- Texte de lecture -

######

Le comité environnemental est soutenu par le personnel d’Helvetas, qui évalue les images satellites de la région et partage ses analyses avec le comité pour compléter et affiner l’état des lieux effectué. Ensemble, les villageois·es déterminent ensuite les endroits où il est possible faire paître leur bétail sans porter préjudice à la forêt, ceux où il faut reboiser et ceux où une stabilisation des berges des rivières est nécessaire.

La carte avec les données satellites permet aussi de trouver de bons emplacements pour de nouvelles plantations – en étroite collaboration avec les habitant·es, qui ont appris à reboiser auprès de paysannes spécialement formées et contrôlent aussi si les images satellites correspondent à la réalité. Rien qu’en 2022, les petit·es paysan·nes de Sasilo et de douze autres villages ont planté près de 20’000 arbres. Des classes d’école les aident régulièrement.

Des cultures «climatiquement plus intelligentes»

Toutefois, pour transformer les sols secs et érodés en paysages verts et sains, le reboisement ne suffit pas: des engrais organiques et du compost sont nécessaires ainsi que des cultures résistantes au climat. Une solution: les jardins-forêts, qui permettent aux agriculteur·trices de diversifier leurs cultures. Des arbres fruitiers et des bois d’œuvre pluriannuels y sont cultivés en même temps que des plantes annuelles.

© Franz Thiel
«C’est seulement lorsque j’y ai collaboré personnellement que j’ai réalisé le pouvoir de la cartographie.»

Pili Mohamed, petite paysanne et présidente du comité environnemental de Sasilo

«Je récolte désormais toute l’année», explique Fatuma Gwau Kundya. «Les moringas et les gliricidias forment une clôture naturelle autour de mon jardin pour le protéger des animaux sauvages et du bétail. Les feuilles, les racines et les graines du moringa sont très bonnes pour la santé, tandis que le gliricidia fertilise le sol, fournit du fourrage de qualité et du bois de chauffage et procure de l’ombre.»

######

- Exercice à traiter -
Rédigez la suite du texte sur le reboisement à Sasilo en partant de sa dernière phrase. Les données présentées ensuite n'ont aucun lien avec le texte sur le reboisement à Sasilo.

######

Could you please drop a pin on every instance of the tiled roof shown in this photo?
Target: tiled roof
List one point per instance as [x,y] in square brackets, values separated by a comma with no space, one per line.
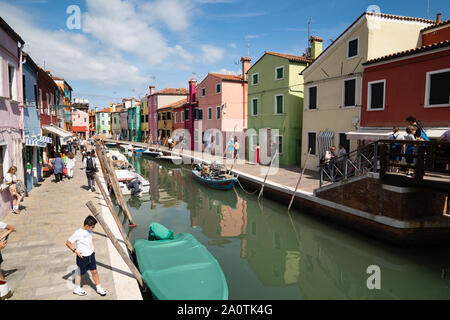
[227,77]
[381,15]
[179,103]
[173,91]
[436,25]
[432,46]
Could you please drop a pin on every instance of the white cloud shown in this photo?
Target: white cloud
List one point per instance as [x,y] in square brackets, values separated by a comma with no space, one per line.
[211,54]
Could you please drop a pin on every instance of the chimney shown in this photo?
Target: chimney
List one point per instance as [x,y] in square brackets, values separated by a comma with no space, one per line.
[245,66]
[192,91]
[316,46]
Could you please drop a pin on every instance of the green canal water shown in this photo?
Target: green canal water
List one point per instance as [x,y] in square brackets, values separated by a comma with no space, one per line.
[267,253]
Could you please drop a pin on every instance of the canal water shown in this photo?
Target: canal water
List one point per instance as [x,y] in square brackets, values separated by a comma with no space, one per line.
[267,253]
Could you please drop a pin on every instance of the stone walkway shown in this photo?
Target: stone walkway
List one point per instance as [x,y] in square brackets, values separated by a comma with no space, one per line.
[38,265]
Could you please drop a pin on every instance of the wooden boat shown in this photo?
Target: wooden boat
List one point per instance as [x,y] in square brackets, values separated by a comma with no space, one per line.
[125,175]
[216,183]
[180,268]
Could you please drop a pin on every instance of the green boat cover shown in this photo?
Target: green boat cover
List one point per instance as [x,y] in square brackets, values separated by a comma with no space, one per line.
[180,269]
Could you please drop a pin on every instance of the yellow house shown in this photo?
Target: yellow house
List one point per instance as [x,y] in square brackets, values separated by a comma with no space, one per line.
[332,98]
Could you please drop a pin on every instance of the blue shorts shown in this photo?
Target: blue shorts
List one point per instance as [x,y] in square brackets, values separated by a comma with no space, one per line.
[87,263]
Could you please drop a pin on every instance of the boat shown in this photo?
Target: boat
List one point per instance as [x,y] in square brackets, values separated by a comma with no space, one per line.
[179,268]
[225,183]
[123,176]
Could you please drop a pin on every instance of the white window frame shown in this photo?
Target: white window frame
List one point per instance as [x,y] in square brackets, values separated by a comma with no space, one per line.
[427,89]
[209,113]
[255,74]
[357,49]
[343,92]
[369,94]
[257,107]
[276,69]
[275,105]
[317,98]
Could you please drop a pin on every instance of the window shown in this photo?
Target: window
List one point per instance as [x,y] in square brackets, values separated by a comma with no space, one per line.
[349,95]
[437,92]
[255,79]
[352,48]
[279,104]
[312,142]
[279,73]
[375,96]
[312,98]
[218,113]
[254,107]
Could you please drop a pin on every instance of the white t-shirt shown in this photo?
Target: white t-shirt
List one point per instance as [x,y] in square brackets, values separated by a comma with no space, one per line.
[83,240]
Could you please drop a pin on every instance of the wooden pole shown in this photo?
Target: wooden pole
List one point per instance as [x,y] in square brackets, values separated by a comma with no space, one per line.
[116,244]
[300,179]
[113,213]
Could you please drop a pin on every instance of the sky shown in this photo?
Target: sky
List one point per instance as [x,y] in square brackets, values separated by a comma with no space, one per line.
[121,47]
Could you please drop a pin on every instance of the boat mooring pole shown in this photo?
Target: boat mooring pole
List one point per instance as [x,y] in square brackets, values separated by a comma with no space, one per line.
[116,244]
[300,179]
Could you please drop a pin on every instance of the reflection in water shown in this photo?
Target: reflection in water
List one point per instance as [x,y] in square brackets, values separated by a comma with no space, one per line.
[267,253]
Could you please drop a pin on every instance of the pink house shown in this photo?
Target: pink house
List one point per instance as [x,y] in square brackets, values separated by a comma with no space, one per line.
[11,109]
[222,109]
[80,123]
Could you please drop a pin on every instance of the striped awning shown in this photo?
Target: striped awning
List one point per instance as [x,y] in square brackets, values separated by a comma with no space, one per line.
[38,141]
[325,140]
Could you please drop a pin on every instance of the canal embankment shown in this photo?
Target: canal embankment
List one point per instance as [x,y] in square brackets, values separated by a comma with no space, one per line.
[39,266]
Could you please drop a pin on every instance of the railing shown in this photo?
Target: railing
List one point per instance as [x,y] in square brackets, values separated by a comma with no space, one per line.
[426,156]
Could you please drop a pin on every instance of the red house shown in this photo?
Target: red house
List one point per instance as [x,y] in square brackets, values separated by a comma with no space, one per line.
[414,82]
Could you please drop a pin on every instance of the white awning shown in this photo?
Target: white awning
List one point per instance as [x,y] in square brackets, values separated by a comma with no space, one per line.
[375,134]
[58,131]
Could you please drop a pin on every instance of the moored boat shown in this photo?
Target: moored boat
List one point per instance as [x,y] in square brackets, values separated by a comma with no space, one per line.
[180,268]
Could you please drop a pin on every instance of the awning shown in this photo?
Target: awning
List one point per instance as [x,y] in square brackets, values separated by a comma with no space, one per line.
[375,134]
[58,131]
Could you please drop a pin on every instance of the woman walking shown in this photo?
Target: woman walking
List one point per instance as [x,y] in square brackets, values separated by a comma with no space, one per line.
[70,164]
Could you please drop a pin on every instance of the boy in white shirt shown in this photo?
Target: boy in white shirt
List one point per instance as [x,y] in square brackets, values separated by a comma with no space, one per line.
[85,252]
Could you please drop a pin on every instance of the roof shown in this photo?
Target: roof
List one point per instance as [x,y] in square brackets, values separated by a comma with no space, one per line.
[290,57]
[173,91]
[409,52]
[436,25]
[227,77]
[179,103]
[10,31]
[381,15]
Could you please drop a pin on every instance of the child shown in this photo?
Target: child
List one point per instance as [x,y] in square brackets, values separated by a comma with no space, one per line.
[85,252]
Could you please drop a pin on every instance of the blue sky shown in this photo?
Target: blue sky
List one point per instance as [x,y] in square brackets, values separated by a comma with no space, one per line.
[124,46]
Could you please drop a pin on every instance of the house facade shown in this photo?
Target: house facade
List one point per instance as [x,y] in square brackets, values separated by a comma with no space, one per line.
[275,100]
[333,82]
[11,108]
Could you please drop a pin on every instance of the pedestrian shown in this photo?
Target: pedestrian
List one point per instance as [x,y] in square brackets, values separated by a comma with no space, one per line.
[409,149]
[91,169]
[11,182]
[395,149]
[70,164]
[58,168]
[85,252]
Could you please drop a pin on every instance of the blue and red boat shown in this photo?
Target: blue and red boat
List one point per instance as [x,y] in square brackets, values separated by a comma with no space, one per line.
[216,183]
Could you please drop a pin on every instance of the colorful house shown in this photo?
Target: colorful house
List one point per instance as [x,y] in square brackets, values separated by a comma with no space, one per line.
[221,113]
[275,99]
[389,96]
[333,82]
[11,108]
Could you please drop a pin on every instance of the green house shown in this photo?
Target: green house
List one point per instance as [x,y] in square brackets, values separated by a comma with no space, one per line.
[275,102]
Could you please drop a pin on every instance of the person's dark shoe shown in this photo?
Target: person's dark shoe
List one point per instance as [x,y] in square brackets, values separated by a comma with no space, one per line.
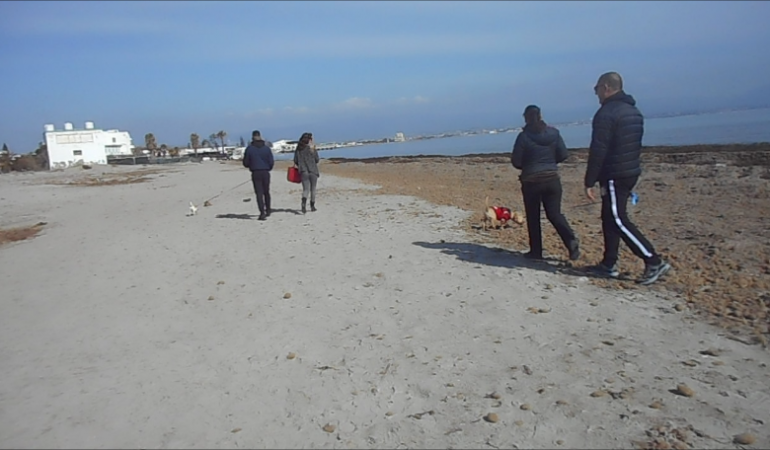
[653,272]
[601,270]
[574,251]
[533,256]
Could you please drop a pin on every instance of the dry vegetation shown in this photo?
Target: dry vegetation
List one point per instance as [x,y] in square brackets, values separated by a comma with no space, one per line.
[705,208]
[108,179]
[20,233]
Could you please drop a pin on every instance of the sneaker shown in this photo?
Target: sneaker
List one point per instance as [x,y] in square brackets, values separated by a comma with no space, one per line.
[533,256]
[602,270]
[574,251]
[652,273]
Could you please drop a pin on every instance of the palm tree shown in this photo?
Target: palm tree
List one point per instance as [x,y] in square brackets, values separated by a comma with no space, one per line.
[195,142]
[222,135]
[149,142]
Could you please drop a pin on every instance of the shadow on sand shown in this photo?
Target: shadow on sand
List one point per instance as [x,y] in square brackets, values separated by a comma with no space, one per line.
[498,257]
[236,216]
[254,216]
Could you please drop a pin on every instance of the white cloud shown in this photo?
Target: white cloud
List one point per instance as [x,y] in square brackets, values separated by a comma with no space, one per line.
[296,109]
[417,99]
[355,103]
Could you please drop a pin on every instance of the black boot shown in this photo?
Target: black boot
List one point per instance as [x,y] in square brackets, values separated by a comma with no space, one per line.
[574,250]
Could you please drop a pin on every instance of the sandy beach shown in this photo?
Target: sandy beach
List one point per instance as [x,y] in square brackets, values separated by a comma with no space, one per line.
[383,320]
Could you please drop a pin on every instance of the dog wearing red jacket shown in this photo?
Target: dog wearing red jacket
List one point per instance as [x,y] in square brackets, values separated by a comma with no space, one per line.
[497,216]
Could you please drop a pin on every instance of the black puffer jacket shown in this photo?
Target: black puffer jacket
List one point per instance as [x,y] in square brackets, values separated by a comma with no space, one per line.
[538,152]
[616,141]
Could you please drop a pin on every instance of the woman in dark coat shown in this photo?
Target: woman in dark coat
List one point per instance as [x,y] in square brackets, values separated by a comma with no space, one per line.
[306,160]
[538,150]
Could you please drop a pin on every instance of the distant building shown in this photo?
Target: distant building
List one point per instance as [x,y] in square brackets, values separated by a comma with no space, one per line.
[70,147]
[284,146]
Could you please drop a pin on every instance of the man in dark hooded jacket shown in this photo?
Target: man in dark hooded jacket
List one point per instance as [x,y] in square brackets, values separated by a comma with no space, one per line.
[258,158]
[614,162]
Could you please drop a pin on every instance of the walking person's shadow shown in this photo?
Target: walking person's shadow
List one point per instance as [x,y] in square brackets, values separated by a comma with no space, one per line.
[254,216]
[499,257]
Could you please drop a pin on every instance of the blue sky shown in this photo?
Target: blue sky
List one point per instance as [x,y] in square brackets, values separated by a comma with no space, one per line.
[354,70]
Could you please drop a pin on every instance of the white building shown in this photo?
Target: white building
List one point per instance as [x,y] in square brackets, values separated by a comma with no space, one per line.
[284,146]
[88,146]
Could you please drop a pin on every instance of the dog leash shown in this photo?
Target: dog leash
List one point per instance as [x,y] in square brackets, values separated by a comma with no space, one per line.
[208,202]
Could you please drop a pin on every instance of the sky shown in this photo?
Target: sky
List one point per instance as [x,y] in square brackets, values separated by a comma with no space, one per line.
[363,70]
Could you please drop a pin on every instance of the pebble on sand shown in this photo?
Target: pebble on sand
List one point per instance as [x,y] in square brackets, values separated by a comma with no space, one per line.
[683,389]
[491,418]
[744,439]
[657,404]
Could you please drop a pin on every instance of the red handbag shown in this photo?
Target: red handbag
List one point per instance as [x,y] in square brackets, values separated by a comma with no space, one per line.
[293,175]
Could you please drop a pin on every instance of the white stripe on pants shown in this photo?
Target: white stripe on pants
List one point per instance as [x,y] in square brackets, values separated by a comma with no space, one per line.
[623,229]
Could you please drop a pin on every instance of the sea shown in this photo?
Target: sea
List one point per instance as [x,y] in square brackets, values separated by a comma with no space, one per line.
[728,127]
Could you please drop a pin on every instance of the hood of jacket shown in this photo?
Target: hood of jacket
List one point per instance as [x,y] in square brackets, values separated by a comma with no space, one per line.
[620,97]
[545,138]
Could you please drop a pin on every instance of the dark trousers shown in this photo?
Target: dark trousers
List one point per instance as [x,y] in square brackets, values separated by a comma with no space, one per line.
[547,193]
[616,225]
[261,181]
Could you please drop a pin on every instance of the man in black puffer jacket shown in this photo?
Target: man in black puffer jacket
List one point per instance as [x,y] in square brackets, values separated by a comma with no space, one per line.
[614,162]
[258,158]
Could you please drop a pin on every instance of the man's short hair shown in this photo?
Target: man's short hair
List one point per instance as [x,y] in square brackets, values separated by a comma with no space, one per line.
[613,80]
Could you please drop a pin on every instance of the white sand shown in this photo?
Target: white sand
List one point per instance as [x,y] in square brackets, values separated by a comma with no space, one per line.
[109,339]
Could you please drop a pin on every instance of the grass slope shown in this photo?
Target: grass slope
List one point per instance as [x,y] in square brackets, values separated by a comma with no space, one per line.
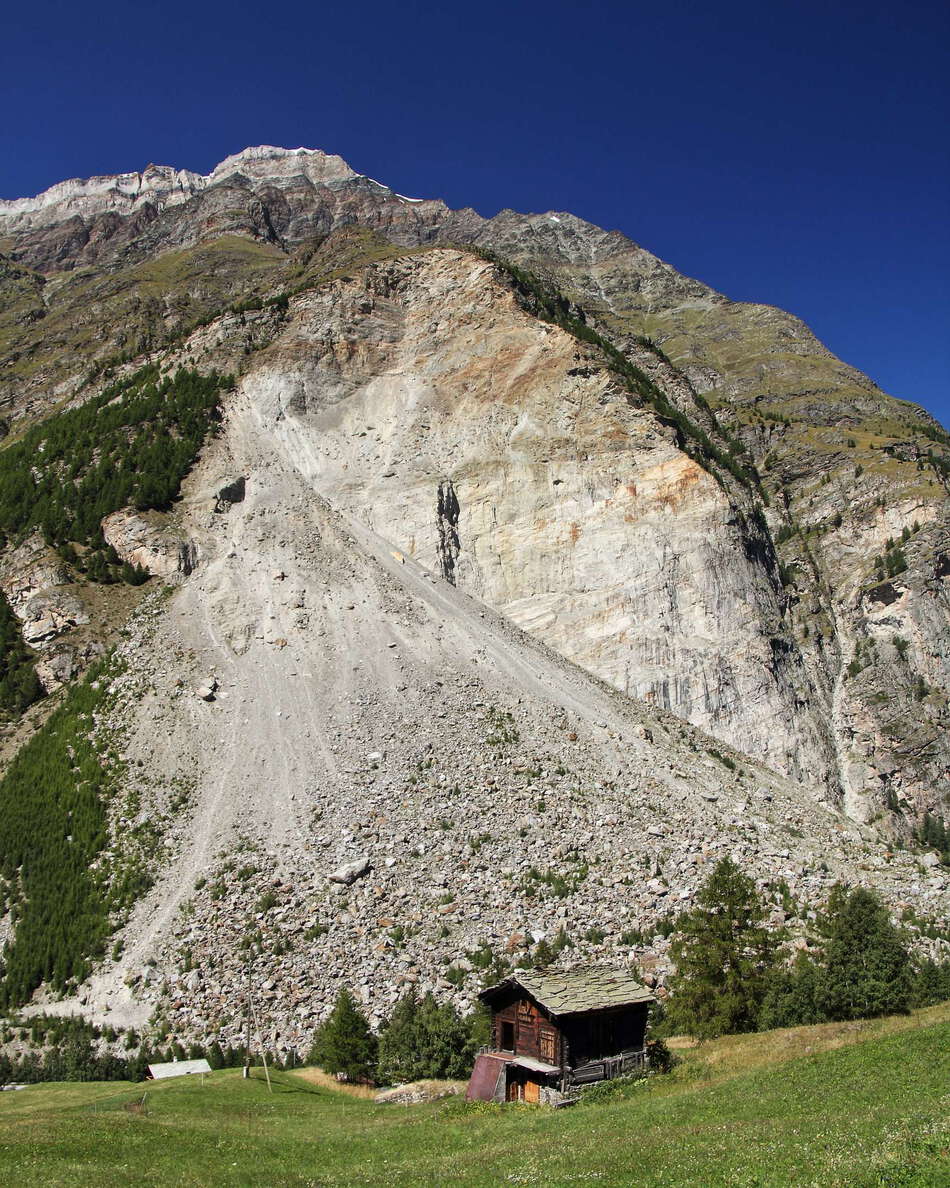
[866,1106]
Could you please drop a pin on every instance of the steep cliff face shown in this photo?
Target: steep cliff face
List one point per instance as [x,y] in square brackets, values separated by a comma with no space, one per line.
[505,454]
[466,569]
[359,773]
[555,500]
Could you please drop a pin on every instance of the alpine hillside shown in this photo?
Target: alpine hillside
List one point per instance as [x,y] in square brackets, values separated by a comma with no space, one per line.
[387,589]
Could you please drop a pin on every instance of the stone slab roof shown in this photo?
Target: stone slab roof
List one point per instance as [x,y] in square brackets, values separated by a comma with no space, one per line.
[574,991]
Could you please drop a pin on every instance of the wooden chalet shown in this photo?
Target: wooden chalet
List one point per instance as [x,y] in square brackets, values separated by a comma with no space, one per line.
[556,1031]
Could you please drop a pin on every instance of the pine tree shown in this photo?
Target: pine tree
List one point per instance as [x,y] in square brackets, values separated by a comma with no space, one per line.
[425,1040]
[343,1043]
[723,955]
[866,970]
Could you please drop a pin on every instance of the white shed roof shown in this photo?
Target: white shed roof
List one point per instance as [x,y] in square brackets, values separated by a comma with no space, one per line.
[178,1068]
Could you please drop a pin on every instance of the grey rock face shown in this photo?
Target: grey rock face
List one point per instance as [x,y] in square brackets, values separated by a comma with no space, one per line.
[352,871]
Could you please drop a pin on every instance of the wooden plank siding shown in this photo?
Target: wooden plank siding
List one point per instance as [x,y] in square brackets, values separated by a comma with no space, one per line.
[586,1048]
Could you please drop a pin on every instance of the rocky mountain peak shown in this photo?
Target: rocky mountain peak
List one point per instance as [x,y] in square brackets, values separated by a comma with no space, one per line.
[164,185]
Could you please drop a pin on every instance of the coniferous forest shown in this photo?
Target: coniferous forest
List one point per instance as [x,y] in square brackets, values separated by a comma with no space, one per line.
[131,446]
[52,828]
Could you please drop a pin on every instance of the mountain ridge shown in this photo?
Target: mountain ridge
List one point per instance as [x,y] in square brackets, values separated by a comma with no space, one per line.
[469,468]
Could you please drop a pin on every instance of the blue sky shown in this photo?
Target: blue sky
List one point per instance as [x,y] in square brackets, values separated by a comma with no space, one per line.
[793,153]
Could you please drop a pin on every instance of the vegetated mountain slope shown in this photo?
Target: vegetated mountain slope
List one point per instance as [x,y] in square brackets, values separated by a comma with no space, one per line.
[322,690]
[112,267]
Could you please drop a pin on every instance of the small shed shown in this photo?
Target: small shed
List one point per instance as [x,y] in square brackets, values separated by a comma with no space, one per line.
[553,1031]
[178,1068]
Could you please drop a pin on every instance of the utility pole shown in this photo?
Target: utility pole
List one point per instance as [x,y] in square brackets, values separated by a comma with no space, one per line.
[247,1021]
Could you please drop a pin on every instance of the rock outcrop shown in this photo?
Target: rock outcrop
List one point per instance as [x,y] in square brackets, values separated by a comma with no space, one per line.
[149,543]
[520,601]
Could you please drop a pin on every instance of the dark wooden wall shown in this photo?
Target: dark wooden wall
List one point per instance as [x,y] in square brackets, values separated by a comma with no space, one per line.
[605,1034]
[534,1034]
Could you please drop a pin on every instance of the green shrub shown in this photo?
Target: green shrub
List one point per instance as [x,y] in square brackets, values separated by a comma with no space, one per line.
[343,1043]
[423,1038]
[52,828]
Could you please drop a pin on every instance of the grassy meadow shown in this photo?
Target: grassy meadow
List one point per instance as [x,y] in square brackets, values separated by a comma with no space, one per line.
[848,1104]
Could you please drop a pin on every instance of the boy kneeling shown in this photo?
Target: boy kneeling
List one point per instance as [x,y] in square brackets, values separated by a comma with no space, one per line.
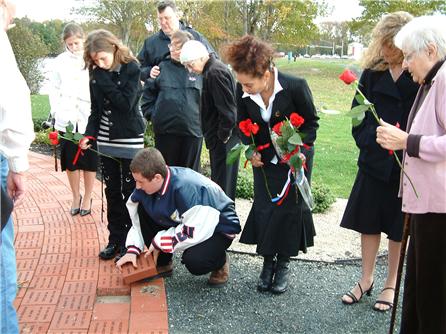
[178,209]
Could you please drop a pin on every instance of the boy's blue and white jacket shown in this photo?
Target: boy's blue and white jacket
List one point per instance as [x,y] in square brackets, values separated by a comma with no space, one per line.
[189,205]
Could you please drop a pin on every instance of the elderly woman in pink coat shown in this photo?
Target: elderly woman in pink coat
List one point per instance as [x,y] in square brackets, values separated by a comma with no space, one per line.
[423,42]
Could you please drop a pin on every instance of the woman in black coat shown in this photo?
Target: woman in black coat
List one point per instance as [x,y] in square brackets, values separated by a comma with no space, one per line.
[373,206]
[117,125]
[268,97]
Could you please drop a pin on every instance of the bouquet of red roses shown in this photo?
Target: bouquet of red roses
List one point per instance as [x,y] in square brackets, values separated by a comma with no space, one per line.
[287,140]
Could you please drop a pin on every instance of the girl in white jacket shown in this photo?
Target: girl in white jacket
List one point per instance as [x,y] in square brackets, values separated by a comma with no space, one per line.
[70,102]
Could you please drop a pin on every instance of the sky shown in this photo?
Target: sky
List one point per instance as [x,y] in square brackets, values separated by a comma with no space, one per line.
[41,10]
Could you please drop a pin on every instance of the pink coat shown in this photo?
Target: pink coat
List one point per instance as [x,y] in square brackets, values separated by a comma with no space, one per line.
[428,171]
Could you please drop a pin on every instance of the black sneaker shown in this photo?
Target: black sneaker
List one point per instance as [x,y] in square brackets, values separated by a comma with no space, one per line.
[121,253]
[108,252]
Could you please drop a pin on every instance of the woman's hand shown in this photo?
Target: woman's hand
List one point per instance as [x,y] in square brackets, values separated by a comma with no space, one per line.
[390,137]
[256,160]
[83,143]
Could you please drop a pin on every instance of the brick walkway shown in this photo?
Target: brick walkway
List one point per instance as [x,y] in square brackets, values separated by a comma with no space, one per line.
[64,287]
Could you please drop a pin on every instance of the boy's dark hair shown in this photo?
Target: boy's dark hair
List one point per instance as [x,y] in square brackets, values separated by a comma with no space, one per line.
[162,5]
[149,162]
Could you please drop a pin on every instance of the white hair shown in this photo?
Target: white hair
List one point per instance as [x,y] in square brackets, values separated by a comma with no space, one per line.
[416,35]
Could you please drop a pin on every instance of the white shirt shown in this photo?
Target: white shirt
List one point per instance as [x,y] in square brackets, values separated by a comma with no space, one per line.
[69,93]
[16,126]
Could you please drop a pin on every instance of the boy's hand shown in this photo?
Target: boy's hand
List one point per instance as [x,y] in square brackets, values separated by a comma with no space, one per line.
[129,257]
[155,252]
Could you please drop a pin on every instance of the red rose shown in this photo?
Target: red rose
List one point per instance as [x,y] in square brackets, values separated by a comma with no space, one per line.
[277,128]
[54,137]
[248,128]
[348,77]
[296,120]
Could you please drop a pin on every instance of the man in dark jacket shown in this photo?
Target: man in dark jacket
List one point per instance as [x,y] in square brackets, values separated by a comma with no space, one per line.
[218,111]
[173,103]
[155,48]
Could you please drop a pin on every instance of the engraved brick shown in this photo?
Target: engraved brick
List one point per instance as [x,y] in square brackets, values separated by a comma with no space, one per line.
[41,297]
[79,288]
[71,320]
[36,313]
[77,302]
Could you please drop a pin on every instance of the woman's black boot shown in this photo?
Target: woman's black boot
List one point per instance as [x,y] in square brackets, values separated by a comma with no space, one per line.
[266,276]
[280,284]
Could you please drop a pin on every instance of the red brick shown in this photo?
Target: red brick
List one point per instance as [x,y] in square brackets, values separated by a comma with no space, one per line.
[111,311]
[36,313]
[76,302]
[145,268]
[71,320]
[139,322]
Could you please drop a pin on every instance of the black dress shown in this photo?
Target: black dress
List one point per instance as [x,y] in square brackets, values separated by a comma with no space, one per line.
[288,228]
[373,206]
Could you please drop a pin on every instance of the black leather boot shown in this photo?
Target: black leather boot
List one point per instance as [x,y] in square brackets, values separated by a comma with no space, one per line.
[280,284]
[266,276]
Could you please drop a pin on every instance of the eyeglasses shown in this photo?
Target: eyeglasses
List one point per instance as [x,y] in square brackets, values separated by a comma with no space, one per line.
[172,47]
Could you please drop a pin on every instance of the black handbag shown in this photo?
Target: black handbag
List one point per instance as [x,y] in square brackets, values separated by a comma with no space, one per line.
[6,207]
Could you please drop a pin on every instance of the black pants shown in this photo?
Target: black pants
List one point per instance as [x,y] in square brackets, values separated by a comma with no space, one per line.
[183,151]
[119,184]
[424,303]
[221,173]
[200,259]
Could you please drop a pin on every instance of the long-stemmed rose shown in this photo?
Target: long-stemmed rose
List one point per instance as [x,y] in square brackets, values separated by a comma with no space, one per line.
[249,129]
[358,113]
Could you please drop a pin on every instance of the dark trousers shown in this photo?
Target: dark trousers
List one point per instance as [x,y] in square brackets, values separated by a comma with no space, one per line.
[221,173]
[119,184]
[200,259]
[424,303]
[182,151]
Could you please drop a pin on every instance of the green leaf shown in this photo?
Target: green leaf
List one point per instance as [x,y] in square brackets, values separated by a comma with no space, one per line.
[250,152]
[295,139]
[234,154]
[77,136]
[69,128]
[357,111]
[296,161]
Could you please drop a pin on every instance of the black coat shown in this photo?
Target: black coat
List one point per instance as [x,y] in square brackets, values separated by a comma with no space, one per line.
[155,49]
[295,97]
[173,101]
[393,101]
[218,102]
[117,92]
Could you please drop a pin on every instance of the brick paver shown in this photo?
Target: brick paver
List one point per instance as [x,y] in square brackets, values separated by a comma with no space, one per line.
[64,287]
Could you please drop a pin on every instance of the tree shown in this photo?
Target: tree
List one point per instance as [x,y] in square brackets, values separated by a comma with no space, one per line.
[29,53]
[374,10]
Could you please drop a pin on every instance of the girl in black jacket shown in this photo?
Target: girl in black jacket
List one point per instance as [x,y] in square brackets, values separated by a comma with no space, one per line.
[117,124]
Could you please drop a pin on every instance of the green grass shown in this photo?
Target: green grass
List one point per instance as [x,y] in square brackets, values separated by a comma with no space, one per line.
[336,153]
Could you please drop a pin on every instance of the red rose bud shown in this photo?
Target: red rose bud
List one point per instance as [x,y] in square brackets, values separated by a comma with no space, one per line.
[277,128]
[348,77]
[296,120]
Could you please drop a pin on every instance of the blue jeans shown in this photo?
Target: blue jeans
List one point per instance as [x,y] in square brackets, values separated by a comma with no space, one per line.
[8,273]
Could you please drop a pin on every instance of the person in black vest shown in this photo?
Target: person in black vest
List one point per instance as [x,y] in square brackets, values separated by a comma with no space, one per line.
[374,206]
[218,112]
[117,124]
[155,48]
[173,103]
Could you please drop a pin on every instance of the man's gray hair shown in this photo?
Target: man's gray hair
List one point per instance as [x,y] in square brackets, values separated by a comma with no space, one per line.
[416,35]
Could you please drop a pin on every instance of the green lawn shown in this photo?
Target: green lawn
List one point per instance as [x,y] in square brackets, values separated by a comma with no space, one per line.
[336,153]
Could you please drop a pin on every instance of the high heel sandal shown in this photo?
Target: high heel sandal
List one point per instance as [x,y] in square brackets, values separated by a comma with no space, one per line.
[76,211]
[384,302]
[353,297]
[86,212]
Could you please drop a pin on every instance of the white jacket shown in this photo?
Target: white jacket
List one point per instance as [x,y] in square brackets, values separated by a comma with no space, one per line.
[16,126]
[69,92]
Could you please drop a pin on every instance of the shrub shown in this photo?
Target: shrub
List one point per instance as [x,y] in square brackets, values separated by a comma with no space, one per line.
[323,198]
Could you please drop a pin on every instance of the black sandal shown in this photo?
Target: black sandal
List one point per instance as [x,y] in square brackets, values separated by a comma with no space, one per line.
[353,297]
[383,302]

######

- Réponse rédigée -
Au village, on est fier des jardinsforêts et aussi de la pratique de l’apiculture. Les apiculteur·trices ont appris à construire des ruches en utilisant moins de bois, à récolter le miel avec délicatesse et à en produire plus. L’apiculteur Zebedayo Mtoi raconte: «J’ai récolté dix seaux de miel. Maintenant, je peux payer l’éducation de mes enfants.» Helvetas offre également un soutien à la commercialisation des produits. «J’ai déjà vendu la cire d’abeille, ce qui m’a permis d’acheter cinq ruches supplémentaires.»

Voir grand, avec de grands partenaires

Grâce à ces mesures, les petit·es paysan·nes de Sasilo ont pu diversifier leurs revenus et minimiser le risque de mauvaises récoltes, qui augmente avec le changement climatique. Cependant, des mesures en réseau sont nécessaires pour en atténuer les retombées à large échelle. C’est là que voir grand et avoir une vue d’ensemble, à l’instar du comité environnemental de Sasilo, révèle toute son utilité.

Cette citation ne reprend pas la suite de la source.